Given task:
Please go on with the email reply below on the United States in Full Thrust, picking up right after its last line.

Excerpt:
RE: The United States in Full Thrust
From: David Griffin <carbon_dragon@y...>
Date: Fri, 27 Apr 2001 09:03:39 -0700 (PDT)
Subject: RE: The United States in Full Thrust
--- steve@pugh.net wrote:
> On 27 Apr 2001, at 6:34, David Griffin wrote:
>
> > I have to admit my secondary motivation to bring
> this up is that I
> > don't buy the fluff. I don't see the US
> collapsing,
>
> Why? Are the US politicians and economists somehow
> better than all
> the others throughout history?
>
England's government has been around for
1000's of years. Ours has only had 200.
Don't we get a little time to evolve?
> Why? Are the US generals too indecisive to try and
> rectify a bad
> situation? Are they too proud to help for outside
> help?

Dataset excerpt:
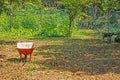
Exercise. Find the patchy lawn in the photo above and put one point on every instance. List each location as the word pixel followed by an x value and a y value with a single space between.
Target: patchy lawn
pixel 61 59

Response:
>
Having been in the military, having come from
a military family, son of a former marine and
an Air force officer for 30 years, and having met
a fair number of military officers and talked to
them a great deal, most military in the US are
unlikely to stage a government coup or stand
for one to be staged. Just my opinion, but it's
not completely uninformed.
...
> Becoming a founder member of a global super-power
> that makes the
> current USA look lightweight, how terrible would
> that be?
>
A collapse terrible enough to take the US down
would cause a world economic collapse that
would take GB with it (and Japan, and maybe
Europe). Also, the terrorist activity seemed
contrived without sufficient reason. The
whole history seems to me to be designed to
put the UK in control and the US in the background.
If I were British, I'd do the same thing for my
game. I don't blame GZG.
>
> I'm sure that a Roman would have said similar things
> if you'd
> predicted a collapse of his empire.
>
Maybe but the "fall" of the Roman empire
took a LONG LONG LONG time in which the
Roman empire was still damn powerful.
...
> I see the NAC as a confederation of all three
> founder members, with a
> single government (with the monarch as titular
head...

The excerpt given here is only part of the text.